Email deliverability is a complex problem, but one that is easily manageable with the right level of knowledge and proper procedures in place. Marketers need to be provided with a clear overview about the main obstacles that prevent an email from reaching the intended inbox. By recent estimates nearly 21 percent of all permission-based sent emails suffer from ‘false-positives’ and never reach the targeted inbox. At the going rate, it is estimated that mistakenly blocked permission-based email will cost marketers $400 million by 2008.

When it comes to e-marketing, the success of an email campaign is determined by deliverability. Without high deliverability, performance cannot move beyond basics, which is to build customer relationships, grow robust opt-in lists, scale email programs and generate new revenue. Fundamentally, deliverability in email marketing is all about reputation. What is important is for marketers to identify the many reputation-based obstacles that their communication will face on the way to its destination. These obstacles can take the form of automated spam filters at the services provider or desktop level and then there is the ‘human’ filter where recipients feel that a message is not relevant enough to them and block sender communications or report an organisation to their ISP.

- Data:
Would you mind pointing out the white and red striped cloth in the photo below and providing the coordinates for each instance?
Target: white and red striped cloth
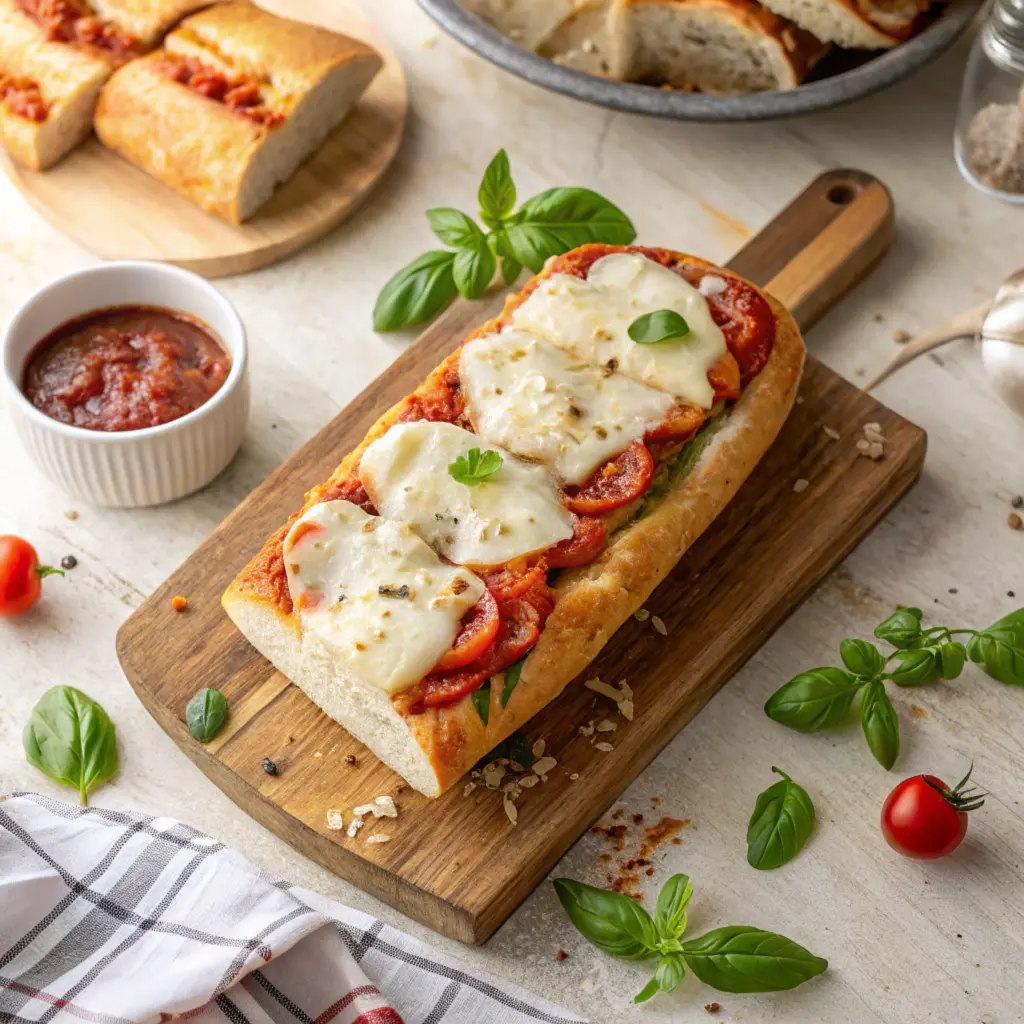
(118, 919)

- Exercise instructions: Could you repeat the passage on email deliverability word for word, beginning at the words "When it comes" and stopping after "to their ISP."? The listing comes from a separate source.

- Full solution:
When it comes to e-marketing, the success of an email campaign is determined by deliverability. Without high deliverability, performance cannot move beyond basics, which is to build customer relationships, grow robust opt-in lists, scale email programs and generate new revenue. Fundamentally, deliverability in email marketing is all about reputation. What is important is for marketers to identify the many reputation-based obstacles that their communication will face on the way to its destination. These obstacles can take the form of automated spam filters at the services provider or desktop level and then there is the ‘human’ filter where recipients feel that a message is not relevant enough to them and block sender communications or report an organisation to their ISP.